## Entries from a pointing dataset
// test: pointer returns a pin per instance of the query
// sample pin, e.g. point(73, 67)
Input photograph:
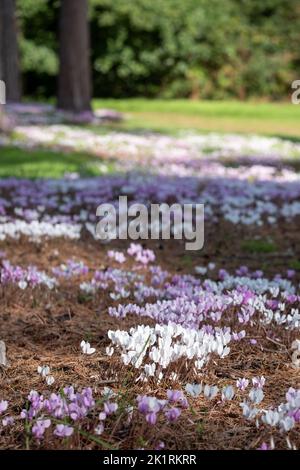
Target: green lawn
point(45, 163)
point(280, 119)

## Problem description
Rewrite the lines above, replacing "green lawn" with "grassy field" and changing nothing else. Omit the pictures from your answer.

## Response for this exercise
// test: pointer returns a pin per instance of the query
// sample pin, e.g. point(73, 67)
Input photograph:
Target: grassy field
point(45, 163)
point(280, 119)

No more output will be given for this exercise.